# EXTRACTED TEXT
•••••

Islam Bazarganov

Personal information
- Native name: Ислам Базарганов
- Born: 1 August 1998 (age 28) Kizilyurt, Dagestan, Russia
- Height: 1.65 m (5 ft 5 in)
- Weight: 57 kg (126 lb; 9.0 st)

Sport
- Country: Azerbaijan
- Sport: Amateur wrestling
- Weight class: 57 kg
- Event: Freestyle

Medal record
Men's freestyle wrestling
Representing Azerbaijan
European Championships
| Bronze medal – third place | 2024 Bucharest | 57 kg |
| Bronze medal – third place | 2025 Bratislava | 57 kg |
Islamic Solidarity Games
| Silver medal – second place | 2021 Konya | 61 kg |
| Silver medal – second place | 2025 Riyadh | 57 kg |
European Cadets Championships
| Gold medal – first place | 2015 Subotica | 50 kg |

= Islam Bazarganov =

Azerbaijani freestyle wrestler

Islam Bazarganov (Ислам Базарганов; born 1 August 1998) is an Azerbaijani freestyle wrestler who currently competes at 57 kilograms

== Career ==
Bazarganov won one of the bronze medals in the men's 57 kg event at the 2024 European Wrestling Championships held in Bucharest, Romania. He defeated Kamil Kerymov of Ukraine in his bronze medal match.

•••••

# STORED DATA
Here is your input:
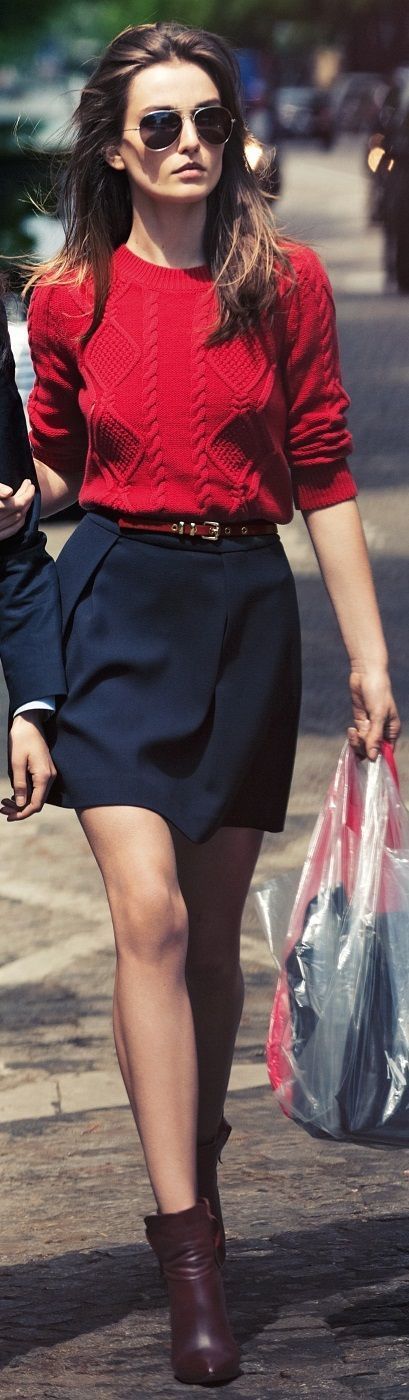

•••••

# THE TASKS
**a.** Using the Islam Bazarganov profile, explain in one to three sentences how he came to win his bronze medal at the 2024 European Wrestling Championships.
**b.** Pick up the Islam Bazarganov profile after its last sentence and continue the career section.

# PER-TASK OUTPUTS
**a.** Bazarganov took one of the bronze medals in the men's 57 kg event at the 2024 European Wrestling Championships in Bucharest, Romania. He earned it by defeating Kamil Kerymov of Ukraine in his bronze medal match.

**b.**
On April 24, 2026, at the European Championship in Tirana, Islam Bazarganov (57 kg) defeated Aryyaan Tyutrin (UWW) and advanced to the semifinals. On April 25, 2026, in the final he overcame Musa Mekhtikhanov (UWW) with a score of 8:6 and won the gold medal.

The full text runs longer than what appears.